--- TASK DETAILS ---
From the first line of the data below through the line holding "Target: white van", write out each line exactly as it stands.

★ ★ ★ ★

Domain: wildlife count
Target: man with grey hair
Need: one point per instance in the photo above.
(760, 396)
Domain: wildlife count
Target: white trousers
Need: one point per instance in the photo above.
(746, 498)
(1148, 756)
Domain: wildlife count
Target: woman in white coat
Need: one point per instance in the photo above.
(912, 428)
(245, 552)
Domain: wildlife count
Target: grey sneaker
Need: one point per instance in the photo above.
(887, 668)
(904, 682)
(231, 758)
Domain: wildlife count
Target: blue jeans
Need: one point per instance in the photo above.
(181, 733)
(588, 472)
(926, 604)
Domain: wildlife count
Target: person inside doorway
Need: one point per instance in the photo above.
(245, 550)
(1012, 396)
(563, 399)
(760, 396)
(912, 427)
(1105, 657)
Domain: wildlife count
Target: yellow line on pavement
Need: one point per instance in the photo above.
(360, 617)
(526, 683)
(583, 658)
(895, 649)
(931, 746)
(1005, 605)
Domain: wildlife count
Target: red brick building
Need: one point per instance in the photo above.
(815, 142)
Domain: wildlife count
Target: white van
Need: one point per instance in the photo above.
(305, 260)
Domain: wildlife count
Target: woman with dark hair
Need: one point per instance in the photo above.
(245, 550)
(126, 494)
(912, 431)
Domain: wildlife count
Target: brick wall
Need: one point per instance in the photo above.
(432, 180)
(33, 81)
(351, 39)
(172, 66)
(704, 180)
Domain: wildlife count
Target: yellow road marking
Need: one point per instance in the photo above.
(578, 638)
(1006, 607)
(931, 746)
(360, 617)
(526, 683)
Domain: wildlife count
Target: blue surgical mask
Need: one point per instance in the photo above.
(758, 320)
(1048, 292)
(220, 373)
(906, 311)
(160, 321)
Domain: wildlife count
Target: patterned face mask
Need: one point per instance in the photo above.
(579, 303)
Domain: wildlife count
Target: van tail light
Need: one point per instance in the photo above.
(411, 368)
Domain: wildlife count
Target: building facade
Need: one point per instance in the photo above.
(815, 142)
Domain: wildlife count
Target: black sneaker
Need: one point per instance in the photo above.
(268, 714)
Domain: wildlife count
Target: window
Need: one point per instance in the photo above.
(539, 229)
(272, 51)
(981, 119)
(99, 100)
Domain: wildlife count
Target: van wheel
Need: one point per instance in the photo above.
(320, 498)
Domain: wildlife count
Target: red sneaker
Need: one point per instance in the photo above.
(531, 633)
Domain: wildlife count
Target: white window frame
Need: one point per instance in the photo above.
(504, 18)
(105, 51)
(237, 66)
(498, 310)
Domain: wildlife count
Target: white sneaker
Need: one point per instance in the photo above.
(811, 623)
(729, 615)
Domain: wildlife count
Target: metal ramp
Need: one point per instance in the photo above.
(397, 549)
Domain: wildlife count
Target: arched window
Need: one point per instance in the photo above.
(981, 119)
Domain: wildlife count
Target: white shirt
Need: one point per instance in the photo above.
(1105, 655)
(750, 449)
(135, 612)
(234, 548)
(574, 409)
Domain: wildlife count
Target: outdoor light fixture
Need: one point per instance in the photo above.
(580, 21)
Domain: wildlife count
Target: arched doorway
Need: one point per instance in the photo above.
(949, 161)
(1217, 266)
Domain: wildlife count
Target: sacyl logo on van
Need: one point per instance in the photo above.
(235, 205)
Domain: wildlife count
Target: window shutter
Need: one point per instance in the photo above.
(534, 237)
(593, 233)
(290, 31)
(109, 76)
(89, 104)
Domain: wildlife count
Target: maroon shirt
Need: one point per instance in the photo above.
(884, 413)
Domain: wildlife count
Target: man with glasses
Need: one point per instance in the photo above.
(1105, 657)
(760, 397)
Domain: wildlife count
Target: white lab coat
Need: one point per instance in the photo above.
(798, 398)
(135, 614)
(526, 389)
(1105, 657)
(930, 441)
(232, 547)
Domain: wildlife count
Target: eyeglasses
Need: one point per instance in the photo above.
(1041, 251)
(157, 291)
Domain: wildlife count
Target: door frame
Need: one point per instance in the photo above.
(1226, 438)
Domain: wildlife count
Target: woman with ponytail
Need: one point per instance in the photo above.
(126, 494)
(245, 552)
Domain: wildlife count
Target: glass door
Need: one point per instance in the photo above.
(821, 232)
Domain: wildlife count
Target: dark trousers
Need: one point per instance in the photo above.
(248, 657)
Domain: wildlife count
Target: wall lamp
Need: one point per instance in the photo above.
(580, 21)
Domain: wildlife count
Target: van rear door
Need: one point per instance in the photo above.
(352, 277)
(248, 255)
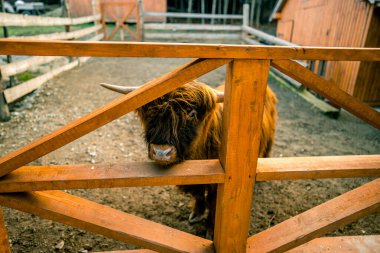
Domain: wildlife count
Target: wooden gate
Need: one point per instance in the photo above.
(35, 189)
(129, 9)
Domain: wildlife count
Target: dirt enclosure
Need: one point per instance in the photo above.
(301, 131)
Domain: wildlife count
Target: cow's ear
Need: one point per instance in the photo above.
(142, 116)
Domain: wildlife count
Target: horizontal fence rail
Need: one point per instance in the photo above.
(191, 15)
(89, 176)
(178, 50)
(22, 20)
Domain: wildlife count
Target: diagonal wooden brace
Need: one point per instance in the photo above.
(104, 220)
(319, 220)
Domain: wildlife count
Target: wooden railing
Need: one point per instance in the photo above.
(14, 92)
(24, 187)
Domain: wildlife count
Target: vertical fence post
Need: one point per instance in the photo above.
(243, 109)
(245, 19)
(4, 243)
(4, 110)
(140, 20)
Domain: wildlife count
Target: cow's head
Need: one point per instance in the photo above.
(172, 122)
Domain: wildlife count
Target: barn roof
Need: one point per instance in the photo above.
(281, 3)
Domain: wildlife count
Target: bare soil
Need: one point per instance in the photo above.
(301, 131)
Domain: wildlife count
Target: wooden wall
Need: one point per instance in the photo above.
(79, 8)
(340, 24)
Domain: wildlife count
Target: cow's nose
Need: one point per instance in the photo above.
(163, 154)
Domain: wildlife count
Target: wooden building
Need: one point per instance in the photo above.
(80, 8)
(336, 23)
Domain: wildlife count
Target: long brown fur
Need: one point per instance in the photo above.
(206, 143)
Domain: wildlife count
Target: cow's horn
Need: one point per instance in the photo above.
(118, 88)
(219, 96)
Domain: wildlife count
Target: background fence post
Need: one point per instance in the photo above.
(245, 19)
(242, 116)
(4, 110)
(140, 25)
(4, 242)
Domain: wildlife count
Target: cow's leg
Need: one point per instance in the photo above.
(199, 208)
(211, 205)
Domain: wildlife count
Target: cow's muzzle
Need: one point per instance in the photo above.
(163, 154)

★ ★ ★ ★

--- RESPONSE BOX ---
Domain: wildlife count
Target: man with grey hair
Need: one point per instance in the photo above.
(760, 396)
Domain: wildlife count
Target: white trousers
Need: one point per instance in the photo above.
(746, 498)
(1148, 756)
Domain: wildlife count
Target: woman in white coat
Need: one point per instance in the photo above.
(912, 428)
(245, 552)
Domain: wildlife count
Target: grey sneaker
Need: one point per instance in the photo above.
(887, 668)
(904, 682)
(231, 758)
Domain: wildlife count
Target: blue jeans
Need: one point per instance in the photo above.
(181, 733)
(588, 472)
(926, 604)
Domain: wildlife count
Target: person inside doorway
Need: one point per instance in the photo above.
(245, 550)
(1012, 396)
(563, 399)
(760, 396)
(912, 427)
(1105, 657)
Domain: wildlife count
Target: yellow line on pavement
Need: one point per instance in the photo above.
(360, 617)
(526, 683)
(583, 658)
(895, 649)
(931, 746)
(1005, 605)
Domain: wildlife count
Target: red brick building
Need: one point per instance in the photo above.
(815, 142)
Domain: wildlife count
Target: white van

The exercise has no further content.